## Provided passage
□ □ □ □

RAG – Retrieval-Augmented Generation

Retrieval-Augmented Generation (RAG) is a technique that gives an AI Agent access to a private, custom knowledge base — so it can answer questions using specific documents, files, or data that were not part of the LLM's original training.

RAG is one of the most widely used patterns in real-world AI applications today. It is how companies build Q&A systems over their own documents, policies, manuals, and databases.

The Problem RAG Solves

LLMs have two major knowledge limitations:

Training cutoff: They only know information from their training data (up to a certain date)
Private data: They have no knowledge of internal company documents, policies, customer records, etc.

RAG solves both by retrieving relevant information at the time of the query and feeding it to the LLM as part of the prompt.

Without RAG

User: "What is the refund policy in our company handbook?"
LLM:  "I don't have access to your company's internal documents.
       I cannot answer this question."

With RAG

User: "What is the refund policy in our company handbook?"
RAG System:
  1. Searches company handbook for "refund policy"
  2. Retrieves relevant paragraph: "All refunds must be requested
     within 14 days. Products in original packaging qualify for
     a full refund..."
  3. Sends retrieved text to LLM with the question

LLM:  "According to the company handbook, all refund requests
       must be submitted within 14 days of purchase. Items must
       be in their original packaging to qualify for a full refund."

How RAG Works — Step by Step

Phase 1 — Indexing (Done Once, Before Queries)

1. Load documents (PDF, DOCX, website, database, etc.)
2. Split documents into small chunks (e.g., 500 words each)
3. Convert each chunk into a vector (embedding)
4. Store all vectors in a vector database

Phase 2 — Retrieval (At Query Time)

1. User sends a question
2. Question is converted into a vector (embedding)
3. Vector database finds the most similar document chunks
4. Top matching chunks are retrieved

Phase 3 — Generation

1. Retrieved chunks + user question are combined into a prompt
2. Prompt is sent to the LLM
3. LLM generates an answer grounded in the retrieved context

What Are Embeddings?

An embedding is a list of numbers that represents the meaning of a text. Similar texts have similar embeddings (numbers close together), and dissimilar texts have very different embeddings.

"What is machine learning?"
→ Embedding: [0.12, -0.45, 0.87, 0.23, ...]  (hundreds of numbers)

"Machine learning is a type of AI"
→ Embedding: [0.11, -0.44, 0.89, 0.21, ...]  (very similar numbers)

"The weather is nice today"
→ Embedding: [-0.67, 0.31, -0.12, 0.78, ...]  (very different numbers)

When a user asks a question, its embedding is compared against all stored document embeddings to find the most relevant chunks — this is called semantic search.

Building a Simple RAG System

# rag_system.py
# Install required packages:
# pip install openai chromadb tiktoken

import os
import json
from dotenv import load_dotenv
import openai
import chromadb

load_dotenv()
client = openai.OpenAI(api_key=os.getenv("OPENAI_API_KEY"))

# ─── 1. Setup Vector Database ─────────────────────────────────────
chroma_client = chromadb.Client()

□ □ □ □

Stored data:
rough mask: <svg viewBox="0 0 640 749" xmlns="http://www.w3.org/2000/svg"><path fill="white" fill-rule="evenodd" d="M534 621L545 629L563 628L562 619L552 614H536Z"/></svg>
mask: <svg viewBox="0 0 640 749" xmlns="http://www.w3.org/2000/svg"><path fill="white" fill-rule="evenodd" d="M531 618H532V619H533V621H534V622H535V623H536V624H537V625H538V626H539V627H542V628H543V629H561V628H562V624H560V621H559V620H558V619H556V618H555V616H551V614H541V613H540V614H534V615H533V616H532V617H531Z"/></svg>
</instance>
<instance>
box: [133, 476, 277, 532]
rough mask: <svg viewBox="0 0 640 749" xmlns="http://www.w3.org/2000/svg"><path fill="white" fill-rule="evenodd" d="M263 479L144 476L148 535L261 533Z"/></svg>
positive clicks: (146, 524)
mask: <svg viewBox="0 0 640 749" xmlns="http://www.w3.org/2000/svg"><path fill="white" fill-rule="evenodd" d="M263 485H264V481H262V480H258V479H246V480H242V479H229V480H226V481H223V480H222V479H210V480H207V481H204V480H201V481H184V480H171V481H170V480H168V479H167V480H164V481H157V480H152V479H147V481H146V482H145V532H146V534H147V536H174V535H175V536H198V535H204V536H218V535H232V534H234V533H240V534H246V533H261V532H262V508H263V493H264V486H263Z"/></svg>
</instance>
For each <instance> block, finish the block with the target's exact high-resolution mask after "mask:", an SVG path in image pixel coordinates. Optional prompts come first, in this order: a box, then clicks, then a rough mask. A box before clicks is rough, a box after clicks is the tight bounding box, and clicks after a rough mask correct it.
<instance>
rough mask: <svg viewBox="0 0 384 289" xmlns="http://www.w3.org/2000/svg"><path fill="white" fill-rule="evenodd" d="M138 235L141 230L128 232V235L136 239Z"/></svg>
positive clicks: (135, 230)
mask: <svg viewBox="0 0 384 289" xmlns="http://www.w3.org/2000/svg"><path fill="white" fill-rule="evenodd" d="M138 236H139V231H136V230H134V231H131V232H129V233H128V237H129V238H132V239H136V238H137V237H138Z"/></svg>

□ □ □ □

## What you need to do
A: Please transcribe the part of the RAG page that begins at the words "1. Retrieved chunks" and stops after the words "What Are Embeddings?".
B: Decide whether each statement agrees with the RAG page, answering yes or no and quoting the words that settle it: (i) Indexing is done once, before any queries are made. (ii) In the indexing step, documents are split into chunks of about 1,000 words each. (iii) Comparing a question's embedding against stored document embeddings is called semantic search.

## Exercise responses
A:
1. Retrieved chunks + user question are combined into a prompt
2. Prompt is sent to the LLM
3. LLM generates an answer grounded in the retrieved context

What Are Embeddings?

B:
(i) Yes: "Phase 1 — Indexing (Done Once, Before Queries)"
(ii) No: "Split documents into small chunks (e.g., 500 words each)"
(iii) Yes: "When a user asks a question, its embedding is compared against all stored document embeddings to find the most relevant chunks — this is called semantic search."